## Set exercise a
Count the lines in the records that contain the string "grass", and give only that number.

## Extract provided
######

Mind the Trade-off: Debiasing NLU Models without Degrading the In-distribution Performance

Overview

Mind the Trade-off: Debiasing NLU Models without Degrading the In-distribution Performance

Abstract: Models for natural language understanding (NLU) tasks often rely on the idiosyncratic biases of the dataset, which make them brittle against test cases outside the training distribution. Recently, several proposed debiasing methods are shown to be very effective in improving out-of-distribution performance. However, their improvements come at the expense of performance drop when models are evaluated on the in-distribution data, which contain examples with higher diversity. This seemingly inevitable trade-off may not tell us much about the changes in the reasoning and understanding capabilities of the resulting models on broader types of examples beyond the small subset represented in the out-of-distribution data. In this paper, we address this trade-off by introducing a novel debiasing method, called confidence regularization, which discourage models from exploiting biases while enabling them to receive enough incentive to learn from all the training examples. We evaluate our method on three NLU tasks and show that, in contrast to its predecessors, it improves the performance on out-of-distribution datasets (e.g., 7pp gain on HANS dataset) while maintaining the original in-distribution accuracy.

The repository contains the code to reproduce our work in debiasing NLU models without in-distribution degradation. We provide 2 runs of experiment that are shown in our paper:

  1. Debias MNLI model from syntactic bias and evaluate on HANS as the out-of-distribution data.
  2. Debias MNLI model from hypothesis-only bias and evaluate on MNLI-hard sets as the out-of-distribution data.

Requirements

The code requires python >= 3.6 and pytorch >= 1.1.0.

Additional required dependencies can be found in requirements.txt. Install all requirements by running:

pip install -r requirements.txt

Data

Our experiments use MNLI dataset version provided by GLUE benchmark. Download the file from here, and unzip under the directory ./dataset Additionally download the following files here for evaluating on hard/easy splits of both MNLI dev and test sets. The dataset directory should be structured as the following:

└── dataset 
    └── MNLI
        ├── train.tsv
        ├── dev_matched.tsv
        ├── dev_mismatched.tsv
        ├── dev_mismatched.tsv
        ├── dev_matched_easy.tsv
        ├── dev_matched_hard.tsv
        ├── dev_mismatched_easy.tsv
        ├── dev_mismatched_hard.tsv
        ├── multinli_hard
        │   ├── multinli_0.9_test_matched_unlabeled_hard.jsonl
        │   └── multinli_0.9_test_mismatched_unlabeled_hard.jsonl
        ├── multinli_test
        │   ├── multinli_0.9_test_matched_unlabeled.jsonl
        │   └── multinli_0.9_test_mismatched_unlabeled.jsonl
        └── original

Running the experiments

For each evaluation setting, use the --mode and --which_bias arguments to set the appropriate loss function and the type of bias to mitigate (e.g, hans, hypo).

######

## Set exercise b
Write what comes next in the README on debiasing NLU models, starting right after its final sentence.

Segmentation dataset excerpts
######

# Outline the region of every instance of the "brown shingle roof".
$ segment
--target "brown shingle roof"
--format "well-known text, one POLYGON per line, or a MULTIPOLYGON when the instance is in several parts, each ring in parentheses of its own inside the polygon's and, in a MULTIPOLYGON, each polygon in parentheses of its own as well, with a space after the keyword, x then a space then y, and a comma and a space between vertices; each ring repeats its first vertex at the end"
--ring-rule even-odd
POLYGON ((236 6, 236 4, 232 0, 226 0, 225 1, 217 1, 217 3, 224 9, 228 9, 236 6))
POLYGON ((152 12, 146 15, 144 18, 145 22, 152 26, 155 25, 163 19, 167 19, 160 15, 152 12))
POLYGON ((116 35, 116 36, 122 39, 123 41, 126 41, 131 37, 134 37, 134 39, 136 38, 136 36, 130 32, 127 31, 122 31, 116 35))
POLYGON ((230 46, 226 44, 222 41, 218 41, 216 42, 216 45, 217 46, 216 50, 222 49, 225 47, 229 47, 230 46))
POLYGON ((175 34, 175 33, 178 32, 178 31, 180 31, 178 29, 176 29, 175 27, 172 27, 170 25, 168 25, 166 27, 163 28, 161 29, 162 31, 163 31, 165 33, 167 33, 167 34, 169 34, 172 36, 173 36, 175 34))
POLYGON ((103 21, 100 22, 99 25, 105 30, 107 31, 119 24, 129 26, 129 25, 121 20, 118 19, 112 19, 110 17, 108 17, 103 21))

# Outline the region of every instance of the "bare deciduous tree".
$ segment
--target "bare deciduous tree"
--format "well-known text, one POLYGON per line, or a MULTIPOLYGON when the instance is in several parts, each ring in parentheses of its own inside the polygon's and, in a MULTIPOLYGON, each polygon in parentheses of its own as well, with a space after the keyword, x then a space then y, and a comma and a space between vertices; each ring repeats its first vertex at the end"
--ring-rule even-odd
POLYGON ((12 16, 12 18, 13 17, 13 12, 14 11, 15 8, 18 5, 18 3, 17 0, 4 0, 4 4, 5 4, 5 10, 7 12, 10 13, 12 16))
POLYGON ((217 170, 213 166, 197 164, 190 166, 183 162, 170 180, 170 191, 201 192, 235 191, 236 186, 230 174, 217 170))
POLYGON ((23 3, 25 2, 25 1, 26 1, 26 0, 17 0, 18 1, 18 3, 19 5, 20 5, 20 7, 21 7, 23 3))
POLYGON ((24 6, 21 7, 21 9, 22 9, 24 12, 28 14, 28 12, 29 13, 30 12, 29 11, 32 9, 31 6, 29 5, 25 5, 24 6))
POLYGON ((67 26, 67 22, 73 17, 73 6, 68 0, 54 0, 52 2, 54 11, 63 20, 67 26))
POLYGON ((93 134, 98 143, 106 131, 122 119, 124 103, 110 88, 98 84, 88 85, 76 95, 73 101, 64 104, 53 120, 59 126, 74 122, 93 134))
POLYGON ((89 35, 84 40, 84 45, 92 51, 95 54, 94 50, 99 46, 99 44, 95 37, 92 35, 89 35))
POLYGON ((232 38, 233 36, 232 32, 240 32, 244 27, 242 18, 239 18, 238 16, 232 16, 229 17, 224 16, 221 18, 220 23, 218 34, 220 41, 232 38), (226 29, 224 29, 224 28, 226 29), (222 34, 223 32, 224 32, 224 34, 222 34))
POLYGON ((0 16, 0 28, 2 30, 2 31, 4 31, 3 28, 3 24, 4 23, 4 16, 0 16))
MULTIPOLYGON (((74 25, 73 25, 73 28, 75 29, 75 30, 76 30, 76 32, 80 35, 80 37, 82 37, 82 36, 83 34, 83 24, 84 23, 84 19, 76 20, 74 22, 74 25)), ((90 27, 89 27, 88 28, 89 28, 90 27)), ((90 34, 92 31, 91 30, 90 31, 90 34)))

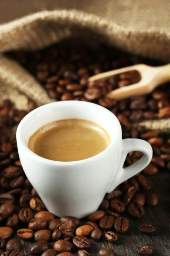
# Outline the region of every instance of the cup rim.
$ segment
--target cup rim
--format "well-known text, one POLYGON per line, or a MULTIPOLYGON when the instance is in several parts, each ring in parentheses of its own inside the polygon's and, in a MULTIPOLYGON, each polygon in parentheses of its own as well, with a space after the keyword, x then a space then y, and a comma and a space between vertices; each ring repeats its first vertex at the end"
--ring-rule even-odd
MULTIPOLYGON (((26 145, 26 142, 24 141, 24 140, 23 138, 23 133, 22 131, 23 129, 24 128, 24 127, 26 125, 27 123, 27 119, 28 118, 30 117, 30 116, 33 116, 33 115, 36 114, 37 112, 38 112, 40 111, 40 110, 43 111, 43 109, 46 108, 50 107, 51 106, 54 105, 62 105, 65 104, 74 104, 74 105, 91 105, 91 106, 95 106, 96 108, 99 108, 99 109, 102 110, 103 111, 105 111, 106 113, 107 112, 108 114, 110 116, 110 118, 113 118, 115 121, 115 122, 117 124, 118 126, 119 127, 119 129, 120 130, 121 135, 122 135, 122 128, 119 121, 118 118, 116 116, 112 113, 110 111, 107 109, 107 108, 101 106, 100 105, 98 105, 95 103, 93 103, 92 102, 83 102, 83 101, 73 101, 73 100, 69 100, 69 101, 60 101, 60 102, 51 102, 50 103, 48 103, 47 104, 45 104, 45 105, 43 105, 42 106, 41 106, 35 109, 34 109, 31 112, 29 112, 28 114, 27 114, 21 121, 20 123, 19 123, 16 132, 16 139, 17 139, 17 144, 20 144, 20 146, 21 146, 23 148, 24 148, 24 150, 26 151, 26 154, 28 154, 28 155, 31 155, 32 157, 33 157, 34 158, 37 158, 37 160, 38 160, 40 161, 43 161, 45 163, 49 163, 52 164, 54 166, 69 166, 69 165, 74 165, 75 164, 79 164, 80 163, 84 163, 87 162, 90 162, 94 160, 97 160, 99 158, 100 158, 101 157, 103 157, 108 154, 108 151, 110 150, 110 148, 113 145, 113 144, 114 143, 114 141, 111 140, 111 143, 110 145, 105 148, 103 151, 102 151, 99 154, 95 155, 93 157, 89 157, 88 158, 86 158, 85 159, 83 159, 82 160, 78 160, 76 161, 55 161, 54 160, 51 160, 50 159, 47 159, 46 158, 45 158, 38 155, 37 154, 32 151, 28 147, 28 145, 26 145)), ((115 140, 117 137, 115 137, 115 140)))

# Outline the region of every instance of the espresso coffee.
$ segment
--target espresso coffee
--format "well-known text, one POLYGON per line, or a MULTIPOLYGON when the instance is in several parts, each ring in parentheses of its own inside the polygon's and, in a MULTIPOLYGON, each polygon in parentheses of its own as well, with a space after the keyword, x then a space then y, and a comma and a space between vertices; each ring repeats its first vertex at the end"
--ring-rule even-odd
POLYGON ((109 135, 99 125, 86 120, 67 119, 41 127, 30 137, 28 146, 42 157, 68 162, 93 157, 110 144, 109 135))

######

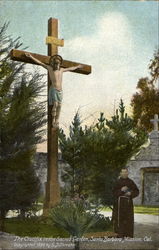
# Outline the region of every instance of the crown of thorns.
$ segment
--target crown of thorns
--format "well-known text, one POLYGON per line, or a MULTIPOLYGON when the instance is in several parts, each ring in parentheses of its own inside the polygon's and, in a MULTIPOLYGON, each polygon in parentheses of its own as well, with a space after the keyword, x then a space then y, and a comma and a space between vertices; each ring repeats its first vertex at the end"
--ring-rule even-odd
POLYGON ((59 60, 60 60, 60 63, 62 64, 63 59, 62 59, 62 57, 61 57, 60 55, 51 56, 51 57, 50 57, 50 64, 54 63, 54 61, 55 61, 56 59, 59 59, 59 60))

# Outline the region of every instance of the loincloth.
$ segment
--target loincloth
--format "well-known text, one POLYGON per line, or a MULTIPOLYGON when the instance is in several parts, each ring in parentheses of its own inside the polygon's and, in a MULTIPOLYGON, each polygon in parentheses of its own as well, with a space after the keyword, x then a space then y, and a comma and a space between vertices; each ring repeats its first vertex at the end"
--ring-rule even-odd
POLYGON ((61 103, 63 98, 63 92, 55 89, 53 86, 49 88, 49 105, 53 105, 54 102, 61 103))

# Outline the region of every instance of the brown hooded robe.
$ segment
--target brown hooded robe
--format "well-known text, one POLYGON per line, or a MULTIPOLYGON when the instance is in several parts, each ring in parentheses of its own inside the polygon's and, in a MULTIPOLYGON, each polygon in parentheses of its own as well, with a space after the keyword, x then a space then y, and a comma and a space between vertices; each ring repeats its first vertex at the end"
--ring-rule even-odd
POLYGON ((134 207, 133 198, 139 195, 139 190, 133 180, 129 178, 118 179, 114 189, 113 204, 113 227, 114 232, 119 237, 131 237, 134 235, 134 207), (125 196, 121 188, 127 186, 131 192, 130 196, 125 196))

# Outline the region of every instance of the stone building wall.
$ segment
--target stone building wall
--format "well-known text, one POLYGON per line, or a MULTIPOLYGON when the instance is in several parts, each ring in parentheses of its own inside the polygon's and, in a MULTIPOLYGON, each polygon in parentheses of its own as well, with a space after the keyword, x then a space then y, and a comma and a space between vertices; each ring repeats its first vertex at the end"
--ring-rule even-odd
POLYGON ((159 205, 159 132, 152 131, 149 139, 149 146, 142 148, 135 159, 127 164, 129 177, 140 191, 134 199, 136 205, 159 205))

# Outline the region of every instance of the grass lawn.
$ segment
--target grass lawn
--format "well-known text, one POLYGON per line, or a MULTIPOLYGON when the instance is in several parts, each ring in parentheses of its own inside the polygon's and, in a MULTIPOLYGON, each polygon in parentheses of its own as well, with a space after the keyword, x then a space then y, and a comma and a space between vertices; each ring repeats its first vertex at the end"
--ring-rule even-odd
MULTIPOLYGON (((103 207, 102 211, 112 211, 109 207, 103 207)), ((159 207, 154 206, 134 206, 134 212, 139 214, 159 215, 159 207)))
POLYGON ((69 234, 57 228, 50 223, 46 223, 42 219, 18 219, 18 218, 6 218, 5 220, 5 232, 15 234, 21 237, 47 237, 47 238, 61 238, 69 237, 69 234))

######

## Exercise answer a
2

## Exercise answer b
To reproduce our result on MNLI ⮕ HANS, run the following:

cd src/
CUDA_VISIBLE_DEVICES=6 python train_distill_bert.py \
    --output_dir ../checkpoints/hans/bert_confreg_lr5_epoch3_seed444 \
    --do_train --do_eval --mode smoothed_distill \
    --seed 444 --which_bias hans

For the MNLI ⮕ hard splits, run the following:

cd src/
CUDA_VISIBLE_DEVICES=10 python train_distill_bert.py \
    --output_dir ../checkpoints/hypo/bert_confreg_lr5_epoch3_seed111 \
    --do_train --do_eval --mode smoothed_distill \
    --seed 111 --which_bias hypo

Expected results

Results on the MNLI ⮕ HANS setting:

Mode Seed MNLI-m MNLI-mm HANS avg.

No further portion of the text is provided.